__TEXT EXCERPT__
************

Skip to content

Lipschitz Bandits with Stochastic Delayed Feedback

Conference: ICLR 2026 arXiv: 2510.00309 Code: None Area: Online Learning / Bandit Algorithms Keywords: Lipschitz bandit, delayed feedback, zooming algorithm, phased elimination, regret lower bound, quantile

TL;DR

This paper provides the first systematic study of Lipschitz bandits over continuous arm spaces under stochastic delayed feedback. For bounded delays, it proposes the Delayed Zooming algorithm, which employs a lazy update mechanism to maintain the suboptimality gap bound \(\Delta(x) \leq 6r_t(x)\). For unbounded delays, it proposes DLPP, a phased pruning strategy whose regret is tied to the delay quantile \(Q(p)\). Instance-dependent lower bounds are established to prove that DLPP is nearly optimal.

Background & Motivation

Background: Lipschitz bandits extend classical MAB to a continuous metric space \((\mathcal{A}, \mathcal{D})\), where the reward function \(\mu\) satisfies a 1-Lipschitz condition. The classical Zooming algorithm achieves the optimal regret rate \(\tilde{O}(T^{(d_z+1)/(d_z+2)})\) (with \(d_z\) being the zooming dimension) via adaptive discretization in the delay-free setting. Delayed feedback has been extensively studied in MAB, linear bandits, and kernel bandits, yet the delayed feedback problem for Lipschitz bandits remains entirely unexplored.

Limitations of Prior Work: (1) The combination of continuous arm spaces and delayed feedback introduces dual complexity — each sampled point represents a neighborhood region whose estimate depends on delayed observations. (2) The core analysis of the Zooming algorithm relies on the property that confidence radii shrink only upon pulling an arm; this property breaks under delay, since delayed rewards arriving between pulls also reduce confidence radii. (3) Delayed methods for finite-arm settings (e.g., Delayed-UCB1) do not involve covering arguments for continuous spaces and cannot be directly extended.

Key Challenge: How can efficient adaptive exploration over a continuous metric space be maintained when feedback is delayed and may be permanently absent?

Goal: To design Lipschitz bandit algorithms that achieve near-optimal regret under both bounded and unbounded stochastic delays, and to prove their optimality.

Key Insight: The problem is decomposed into two sub-problems based on the support of the delay distribution — bounded delay is handled via "zooming + lazy update," while unbounded delay is handled via "phased accumulation of reliable feedback + elimination."

Core Idea: For bounded delays, lazy updates control the rate at which confidence radii shrink; for unbounded delays, phased round-robin sampling and the delay quantile \(Q(p)\) are used to relate the number of pulls to the number of observations, thereby recovering the optimal delay-free regret rate.

************

__RECORDED INFORMATION__
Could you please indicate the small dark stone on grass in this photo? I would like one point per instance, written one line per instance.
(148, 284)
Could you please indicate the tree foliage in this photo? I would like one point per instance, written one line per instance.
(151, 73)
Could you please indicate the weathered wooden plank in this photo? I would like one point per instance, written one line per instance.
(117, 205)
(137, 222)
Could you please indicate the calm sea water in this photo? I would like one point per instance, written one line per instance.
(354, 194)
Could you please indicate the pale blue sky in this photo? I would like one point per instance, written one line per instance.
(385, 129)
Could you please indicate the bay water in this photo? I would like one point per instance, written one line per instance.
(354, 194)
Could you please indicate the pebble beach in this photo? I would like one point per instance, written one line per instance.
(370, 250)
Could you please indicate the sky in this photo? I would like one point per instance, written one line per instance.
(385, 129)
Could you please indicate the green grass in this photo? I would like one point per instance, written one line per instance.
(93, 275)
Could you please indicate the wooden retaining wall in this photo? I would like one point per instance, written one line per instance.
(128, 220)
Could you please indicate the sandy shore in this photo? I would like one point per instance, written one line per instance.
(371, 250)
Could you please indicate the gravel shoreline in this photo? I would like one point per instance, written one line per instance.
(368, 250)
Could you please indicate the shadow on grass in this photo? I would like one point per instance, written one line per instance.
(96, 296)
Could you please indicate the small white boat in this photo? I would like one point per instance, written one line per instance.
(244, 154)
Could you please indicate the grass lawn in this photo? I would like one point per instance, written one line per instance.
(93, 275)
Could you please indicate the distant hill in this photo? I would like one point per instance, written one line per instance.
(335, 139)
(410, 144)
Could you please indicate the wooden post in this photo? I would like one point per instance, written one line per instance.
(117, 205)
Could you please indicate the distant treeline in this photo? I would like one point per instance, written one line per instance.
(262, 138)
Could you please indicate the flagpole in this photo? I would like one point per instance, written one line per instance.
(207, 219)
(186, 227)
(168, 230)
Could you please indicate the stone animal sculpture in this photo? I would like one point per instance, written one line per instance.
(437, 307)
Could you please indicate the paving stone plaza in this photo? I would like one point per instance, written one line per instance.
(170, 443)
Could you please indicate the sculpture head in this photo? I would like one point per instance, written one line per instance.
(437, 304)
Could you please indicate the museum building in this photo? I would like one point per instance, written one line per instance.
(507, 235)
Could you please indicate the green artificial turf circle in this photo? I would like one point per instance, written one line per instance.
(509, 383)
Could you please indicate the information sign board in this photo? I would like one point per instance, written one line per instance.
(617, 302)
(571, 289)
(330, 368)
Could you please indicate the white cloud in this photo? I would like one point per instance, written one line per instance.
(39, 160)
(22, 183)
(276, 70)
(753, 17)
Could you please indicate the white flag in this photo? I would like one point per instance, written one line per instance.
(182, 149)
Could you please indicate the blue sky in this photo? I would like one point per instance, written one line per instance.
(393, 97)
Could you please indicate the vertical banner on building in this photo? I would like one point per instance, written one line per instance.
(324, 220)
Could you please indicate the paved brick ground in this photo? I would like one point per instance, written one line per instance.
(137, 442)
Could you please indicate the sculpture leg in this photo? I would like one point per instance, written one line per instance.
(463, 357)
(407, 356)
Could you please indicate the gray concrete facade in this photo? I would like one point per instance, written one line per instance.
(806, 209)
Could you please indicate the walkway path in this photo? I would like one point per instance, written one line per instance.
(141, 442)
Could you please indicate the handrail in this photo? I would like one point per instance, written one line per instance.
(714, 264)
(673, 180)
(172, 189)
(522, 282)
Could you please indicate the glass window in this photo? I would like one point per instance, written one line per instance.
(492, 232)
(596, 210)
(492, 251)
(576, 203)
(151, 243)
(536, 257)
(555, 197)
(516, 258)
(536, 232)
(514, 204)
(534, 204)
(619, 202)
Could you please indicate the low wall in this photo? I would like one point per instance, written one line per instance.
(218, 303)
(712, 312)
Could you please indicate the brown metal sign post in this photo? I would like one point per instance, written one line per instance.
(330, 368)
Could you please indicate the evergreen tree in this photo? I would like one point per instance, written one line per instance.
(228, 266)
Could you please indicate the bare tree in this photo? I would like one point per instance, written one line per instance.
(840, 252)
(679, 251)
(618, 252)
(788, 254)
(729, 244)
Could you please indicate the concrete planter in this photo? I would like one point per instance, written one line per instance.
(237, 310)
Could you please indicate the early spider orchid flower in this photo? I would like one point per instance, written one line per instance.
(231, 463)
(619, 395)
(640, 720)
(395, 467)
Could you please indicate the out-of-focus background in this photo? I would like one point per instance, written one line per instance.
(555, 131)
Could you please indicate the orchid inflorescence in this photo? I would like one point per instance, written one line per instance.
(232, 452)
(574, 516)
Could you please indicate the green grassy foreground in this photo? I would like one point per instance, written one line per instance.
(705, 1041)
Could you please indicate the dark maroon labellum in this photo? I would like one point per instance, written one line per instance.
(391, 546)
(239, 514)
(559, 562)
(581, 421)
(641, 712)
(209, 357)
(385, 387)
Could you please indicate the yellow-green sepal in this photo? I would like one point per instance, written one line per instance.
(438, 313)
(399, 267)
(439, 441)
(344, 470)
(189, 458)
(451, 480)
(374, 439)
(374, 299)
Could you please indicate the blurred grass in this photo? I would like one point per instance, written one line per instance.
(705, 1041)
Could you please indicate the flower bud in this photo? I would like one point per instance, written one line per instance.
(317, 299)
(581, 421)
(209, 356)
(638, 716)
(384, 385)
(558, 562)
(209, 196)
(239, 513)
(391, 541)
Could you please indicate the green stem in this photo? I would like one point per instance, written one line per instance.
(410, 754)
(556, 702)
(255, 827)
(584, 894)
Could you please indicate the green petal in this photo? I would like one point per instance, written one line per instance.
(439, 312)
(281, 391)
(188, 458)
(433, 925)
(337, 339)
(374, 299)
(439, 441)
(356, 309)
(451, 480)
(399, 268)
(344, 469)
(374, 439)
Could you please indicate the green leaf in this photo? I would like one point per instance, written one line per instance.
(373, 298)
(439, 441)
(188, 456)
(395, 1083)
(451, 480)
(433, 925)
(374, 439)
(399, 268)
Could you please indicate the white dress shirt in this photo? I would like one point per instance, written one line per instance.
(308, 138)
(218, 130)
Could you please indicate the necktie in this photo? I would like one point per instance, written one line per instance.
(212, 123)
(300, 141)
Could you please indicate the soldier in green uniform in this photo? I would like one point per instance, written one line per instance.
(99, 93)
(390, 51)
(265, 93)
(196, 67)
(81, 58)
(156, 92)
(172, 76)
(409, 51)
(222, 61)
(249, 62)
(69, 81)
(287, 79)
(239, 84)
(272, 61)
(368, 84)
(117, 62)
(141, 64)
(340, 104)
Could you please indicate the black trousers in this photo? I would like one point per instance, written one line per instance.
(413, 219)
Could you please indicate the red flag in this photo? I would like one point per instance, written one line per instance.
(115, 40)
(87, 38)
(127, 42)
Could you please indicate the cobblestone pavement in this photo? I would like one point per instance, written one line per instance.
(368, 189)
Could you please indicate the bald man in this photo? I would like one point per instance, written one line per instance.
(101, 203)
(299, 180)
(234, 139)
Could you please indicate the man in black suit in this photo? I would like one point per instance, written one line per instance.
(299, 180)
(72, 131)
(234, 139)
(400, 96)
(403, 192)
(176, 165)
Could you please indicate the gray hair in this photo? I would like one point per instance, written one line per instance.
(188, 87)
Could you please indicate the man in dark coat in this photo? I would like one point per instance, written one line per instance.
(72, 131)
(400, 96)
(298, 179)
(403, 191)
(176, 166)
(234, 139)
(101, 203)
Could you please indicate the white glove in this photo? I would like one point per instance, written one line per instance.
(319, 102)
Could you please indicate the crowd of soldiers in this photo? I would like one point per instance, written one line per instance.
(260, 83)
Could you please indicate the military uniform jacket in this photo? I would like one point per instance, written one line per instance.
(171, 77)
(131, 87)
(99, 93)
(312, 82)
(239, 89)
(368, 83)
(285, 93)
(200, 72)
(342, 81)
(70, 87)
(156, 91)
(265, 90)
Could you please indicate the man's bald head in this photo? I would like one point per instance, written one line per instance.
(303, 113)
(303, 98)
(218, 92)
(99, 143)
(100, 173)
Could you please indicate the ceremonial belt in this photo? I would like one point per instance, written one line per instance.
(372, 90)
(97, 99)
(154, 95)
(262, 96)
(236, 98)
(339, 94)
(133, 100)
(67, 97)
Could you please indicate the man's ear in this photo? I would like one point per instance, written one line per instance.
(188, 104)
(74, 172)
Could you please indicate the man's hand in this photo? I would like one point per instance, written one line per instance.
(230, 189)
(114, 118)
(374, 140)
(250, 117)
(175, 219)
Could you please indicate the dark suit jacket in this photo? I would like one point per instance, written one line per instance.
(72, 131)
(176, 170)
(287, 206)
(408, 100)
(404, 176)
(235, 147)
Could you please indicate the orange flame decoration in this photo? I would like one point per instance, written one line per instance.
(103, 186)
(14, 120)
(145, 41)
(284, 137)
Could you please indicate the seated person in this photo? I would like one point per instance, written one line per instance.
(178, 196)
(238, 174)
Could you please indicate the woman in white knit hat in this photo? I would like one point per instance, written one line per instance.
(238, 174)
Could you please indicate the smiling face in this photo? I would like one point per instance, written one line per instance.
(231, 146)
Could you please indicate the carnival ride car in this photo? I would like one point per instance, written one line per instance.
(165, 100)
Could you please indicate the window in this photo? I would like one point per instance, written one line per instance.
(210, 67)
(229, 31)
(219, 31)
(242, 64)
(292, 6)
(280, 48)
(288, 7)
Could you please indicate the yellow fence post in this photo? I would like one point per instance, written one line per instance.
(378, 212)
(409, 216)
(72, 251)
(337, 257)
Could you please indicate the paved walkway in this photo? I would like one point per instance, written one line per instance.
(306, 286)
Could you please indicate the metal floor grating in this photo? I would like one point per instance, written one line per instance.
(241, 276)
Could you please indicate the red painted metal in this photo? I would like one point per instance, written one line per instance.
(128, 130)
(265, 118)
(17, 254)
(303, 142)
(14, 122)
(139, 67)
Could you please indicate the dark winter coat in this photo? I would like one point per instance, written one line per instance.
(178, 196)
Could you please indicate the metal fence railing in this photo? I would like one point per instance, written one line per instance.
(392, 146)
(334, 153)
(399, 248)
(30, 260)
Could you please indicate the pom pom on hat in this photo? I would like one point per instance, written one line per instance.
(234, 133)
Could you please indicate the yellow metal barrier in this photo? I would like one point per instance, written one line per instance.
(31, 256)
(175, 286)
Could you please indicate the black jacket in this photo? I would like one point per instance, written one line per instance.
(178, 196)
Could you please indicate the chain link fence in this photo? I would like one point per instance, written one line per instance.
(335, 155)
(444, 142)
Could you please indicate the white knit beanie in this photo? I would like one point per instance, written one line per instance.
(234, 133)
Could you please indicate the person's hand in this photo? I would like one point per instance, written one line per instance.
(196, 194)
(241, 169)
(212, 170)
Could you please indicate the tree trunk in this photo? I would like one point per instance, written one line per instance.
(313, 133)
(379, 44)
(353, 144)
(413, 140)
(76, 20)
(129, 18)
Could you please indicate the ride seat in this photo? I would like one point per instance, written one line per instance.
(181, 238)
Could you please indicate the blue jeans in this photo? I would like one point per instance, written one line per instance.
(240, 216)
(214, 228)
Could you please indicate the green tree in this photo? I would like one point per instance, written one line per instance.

************

__WORK TO COMPLETE__
A - Output the passage of the Lipschitz bandits page from "Key Insight: The" up to and including "delay-free regret rate.", with no changes.
B - Continue the page on Lipschitz bandits with stochastic delayed feedback, starting after its last sentence.

__RESULTS OF THE EXERCISE__
A -
Key Insight: The problem is decomposed into two sub-problems based on the support of the delay distribution — bounded delay is handled via "zooming + lazy update," while unbounded delay is handled via "phased accumulation of reliable feedback + elimination."

Core Idea: For bounded delays, lazy updates control the rate at which confidence radii shrink; for unbounded delays, phased round-robin sampling and the delay quantile \(Q(p)\) are used to relate the number of pulls to the number of observations, thereby recovering the optimal delay-free regret rate.

B -
Method

Overall Architecture

The problem is formalized as a triple \((\mathcal{A}, \mathcal{D}, \mu)\): \(\mathcal{A}\) is a compact doubling metric space, \(\mathcal{D}\) is a metric, and \(\mu: \mathcal{A} \to [0,1]\) is an unknown 1-Lipschitz reward function. At each round \(t\), the learner selects arm \(x_t\) and receives reward \(y_t = \mu(x_t) + \epsilon_t\) (where \(\epsilon_t\) is sub-Gaussian noise), but the reward is only observed after a random delay \(\tau_t\). The delays \(\tau_t \sim f_\tau\) are independent of arms and rewards. The cumulative regret is \(R(T) = \sum_{t=1}^T (\mu^* - \mu(x_t))\). Two algorithms are proposed for bounded and unbounded delays respectively.

Key Designs

  1. Delayed Zooming Algorithm (Bounded Delay \(\tau_t \leq \tau_{\max}\)):

    • Function: Preserves the adaptive discretization advantage of the Zooming algorithm while handling information disorder caused by delays.
    • Mechanism: The observation count \(v_t(x)\) replaces the pull count \(n_t(x)\) when computing the confidence radius \(r_t(x) = \sqrt{\frac{4\log T + 2\log(2/\delta)}{1 + v_t(x)}}\). A lazy update mechanism is introduced: a buffer queue \(Q[x]\) is maintained for each active arm, and arriving feedback is cached rather than immediately incorporated when \(v_t(x)+1 > 4 v_s(x)\) (where \(s\) is the time of the last pull). The buffered rewards are processed together at the next pull of that arm. This ensures \(r_t(x) \geq \frac{1}{2} r_s(x)\), thereby recovering the suboptimality gap bound \(\Delta(x) \leq 6r_t(x)\) (compared to \(3r_t(x)\) in the classical delay-free case).
    • Design Motivation: Under delay, \(r_t(x)\) shrinks between pulls as delayed rewards arrive, breaking the core of classical zooming analysis. The lazy update resolves this by controlling the growth rate of the observation count. The resulting regret bound is \(\tilde{O}\big(T^{\frac{d_z+1}{d_z+2}} + \tau_{\max} T^{\frac{d_z}{d_z+2}}\big)\).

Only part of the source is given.